— START —
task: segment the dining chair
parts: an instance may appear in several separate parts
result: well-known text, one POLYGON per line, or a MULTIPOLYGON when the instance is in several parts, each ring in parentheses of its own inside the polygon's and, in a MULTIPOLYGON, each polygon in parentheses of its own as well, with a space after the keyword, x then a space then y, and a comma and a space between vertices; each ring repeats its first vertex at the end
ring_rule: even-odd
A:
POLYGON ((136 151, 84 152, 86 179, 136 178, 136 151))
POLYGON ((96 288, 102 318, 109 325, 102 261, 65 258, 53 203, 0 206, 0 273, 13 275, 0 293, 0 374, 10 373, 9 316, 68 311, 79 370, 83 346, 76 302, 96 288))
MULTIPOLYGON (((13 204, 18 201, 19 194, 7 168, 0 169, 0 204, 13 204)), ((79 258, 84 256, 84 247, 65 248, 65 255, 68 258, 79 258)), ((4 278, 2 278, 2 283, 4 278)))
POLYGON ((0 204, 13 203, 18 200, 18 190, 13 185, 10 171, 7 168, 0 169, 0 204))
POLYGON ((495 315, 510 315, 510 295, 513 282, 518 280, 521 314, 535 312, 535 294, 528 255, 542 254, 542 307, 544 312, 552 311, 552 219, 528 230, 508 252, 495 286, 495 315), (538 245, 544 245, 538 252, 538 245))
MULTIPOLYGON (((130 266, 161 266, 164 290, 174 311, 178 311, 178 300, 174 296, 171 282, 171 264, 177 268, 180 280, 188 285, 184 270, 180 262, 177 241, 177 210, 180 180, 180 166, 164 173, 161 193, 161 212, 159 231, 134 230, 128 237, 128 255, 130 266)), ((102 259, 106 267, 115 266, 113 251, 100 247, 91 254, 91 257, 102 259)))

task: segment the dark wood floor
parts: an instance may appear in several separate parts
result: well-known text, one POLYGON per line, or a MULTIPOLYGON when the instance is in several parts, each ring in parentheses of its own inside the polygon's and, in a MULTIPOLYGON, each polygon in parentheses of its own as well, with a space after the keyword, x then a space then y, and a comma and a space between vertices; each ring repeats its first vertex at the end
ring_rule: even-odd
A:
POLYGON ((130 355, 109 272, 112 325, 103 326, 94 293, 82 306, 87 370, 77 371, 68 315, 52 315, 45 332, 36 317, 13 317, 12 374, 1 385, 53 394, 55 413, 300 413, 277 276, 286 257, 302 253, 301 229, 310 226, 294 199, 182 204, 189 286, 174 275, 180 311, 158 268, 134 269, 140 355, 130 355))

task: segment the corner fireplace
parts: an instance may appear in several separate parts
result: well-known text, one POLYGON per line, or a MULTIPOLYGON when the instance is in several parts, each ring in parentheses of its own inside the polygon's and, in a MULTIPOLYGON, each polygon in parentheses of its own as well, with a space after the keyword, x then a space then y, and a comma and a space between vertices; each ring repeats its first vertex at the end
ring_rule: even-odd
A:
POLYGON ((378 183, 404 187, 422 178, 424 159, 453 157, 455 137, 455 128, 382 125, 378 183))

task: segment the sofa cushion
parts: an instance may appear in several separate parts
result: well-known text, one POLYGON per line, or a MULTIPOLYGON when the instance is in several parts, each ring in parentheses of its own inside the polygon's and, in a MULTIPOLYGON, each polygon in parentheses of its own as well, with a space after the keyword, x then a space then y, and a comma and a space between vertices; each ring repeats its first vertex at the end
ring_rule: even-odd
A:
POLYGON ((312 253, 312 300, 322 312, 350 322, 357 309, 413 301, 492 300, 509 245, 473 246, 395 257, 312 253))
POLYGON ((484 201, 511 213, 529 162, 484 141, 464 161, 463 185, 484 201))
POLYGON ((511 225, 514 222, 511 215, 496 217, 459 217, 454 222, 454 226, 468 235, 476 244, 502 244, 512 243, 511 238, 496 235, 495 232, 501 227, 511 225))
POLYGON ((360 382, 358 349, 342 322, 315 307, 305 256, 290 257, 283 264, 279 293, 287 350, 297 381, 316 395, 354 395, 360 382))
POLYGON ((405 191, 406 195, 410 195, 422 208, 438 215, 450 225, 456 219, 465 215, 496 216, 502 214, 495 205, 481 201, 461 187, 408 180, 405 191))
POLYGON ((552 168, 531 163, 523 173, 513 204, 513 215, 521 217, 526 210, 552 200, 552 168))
— END —
Task description:
Please reproduce all of the data above, unchanged and line for line.

Result below:
task: segment the dining chair
parts: an instance may appear in several separate parts
result: well-known text, one POLYGON per line, or a MULTIPOLYGON when the instance is in several parts, each ring in parentheses of its own inside the polygon's and, in a MULTIPOLYGON, each polygon in parentheses of its own as well, with a space after the keyword, x then a space then y, and a comma and a space between vertices; each ring repeats its first vertex at the end
ring_rule: even-odd
A:
POLYGON ((136 151, 84 152, 86 179, 136 178, 136 151))
POLYGON ((96 288, 102 318, 109 325, 102 261, 65 258, 53 203, 0 206, 0 273, 13 275, 0 293, 0 374, 10 373, 9 316, 68 311, 79 370, 83 346, 76 302, 96 288))
MULTIPOLYGON (((13 204, 18 201, 19 194, 7 168, 0 169, 0 204, 13 204)), ((79 258, 84 256, 84 247, 65 248, 65 255, 68 258, 79 258)), ((4 278, 2 278, 2 283, 4 278)))
POLYGON ((0 204, 13 203, 18 200, 18 190, 13 185, 10 171, 7 168, 0 169, 0 204))
POLYGON ((495 315, 510 315, 510 295, 513 282, 518 280, 521 314, 535 312, 535 294, 528 255, 542 254, 542 307, 544 312, 552 311, 552 219, 528 230, 508 252, 495 286, 495 315), (538 245, 544 245, 538 252, 538 245))
MULTIPOLYGON (((130 266, 161 266, 164 290, 174 311, 178 311, 178 300, 174 296, 171 282, 171 264, 177 268, 180 280, 188 285, 184 270, 180 262, 177 241, 177 210, 180 180, 180 166, 164 173, 161 193, 161 212, 159 231, 134 230, 128 237, 128 255, 130 266)), ((102 259, 106 267, 115 266, 113 251, 100 247, 91 254, 91 257, 102 259)))

task: segment the dark wood floor
parts: an instance may appear in several separate parts
result: well-known text, one POLYGON per line, or a MULTIPOLYGON when the instance is in several parts, each ring in parentheses of its own inside the polygon's and, in a MULTIPOLYGON, each polygon in parentheses of its own as well, with a space after the keyword, x then a space then y, and a comma and a space between vertices; each ring repeats its first vertex at the end
ring_rule: even-odd
A:
POLYGON ((130 355, 109 272, 112 325, 103 326, 94 293, 82 306, 87 370, 77 371, 68 315, 52 315, 45 332, 36 317, 13 317, 12 374, 1 385, 53 394, 55 413, 300 413, 277 276, 286 257, 302 253, 301 229, 310 226, 294 199, 182 204, 189 286, 174 275, 180 311, 158 268, 134 269, 140 355, 130 355))

task: segment the corner fireplace
parts: an instance may appear in several separate parts
result: well-known text, one POLYGON per line, or a MULTIPOLYGON when the instance is in several parts, each ring in parentheses of its own inside the polygon's and, in a MULTIPOLYGON, each polygon in parentheses of its own as well, with a space after the keyword, x then a space then y, and a comma and a space between vertices; each ring repeats its first vertex at the end
ring_rule: even-odd
A:
POLYGON ((378 183, 404 187, 422 178, 424 159, 453 157, 455 137, 455 128, 382 125, 378 183))

task: segment the sofa cushion
parts: an instance may appear in several separate parts
result: well-known text, one POLYGON per line, or a MULTIPOLYGON when the instance is in several parts, each ring in parentheses of its own inside the polygon's and, in a MULTIPOLYGON, each polygon in parentheses of its own as well, with a space after the keyword, x then a space then y, and a comma and a space between vertices; each ring repeats its first vertex at the end
ring_rule: even-odd
A:
POLYGON ((312 253, 312 300, 322 312, 350 322, 357 309, 413 301, 492 300, 509 245, 473 246, 395 257, 312 253))
POLYGON ((484 201, 511 213, 529 162, 484 141, 464 161, 463 185, 484 201))
POLYGON ((511 225, 514 222, 511 215, 496 217, 459 217, 454 222, 454 226, 468 235, 476 244, 502 244, 512 243, 511 238, 496 235, 495 232, 501 227, 511 225))
POLYGON ((360 382, 358 349, 342 322, 315 307, 305 256, 290 257, 283 264, 279 293, 287 350, 297 381, 316 395, 354 395, 360 382))
POLYGON ((405 191, 406 195, 410 195, 422 208, 438 215, 450 225, 456 219, 465 215, 496 216, 502 214, 495 205, 481 201, 461 187, 408 180, 405 191))
POLYGON ((552 168, 531 163, 523 173, 513 204, 513 215, 521 217, 526 210, 552 200, 552 168))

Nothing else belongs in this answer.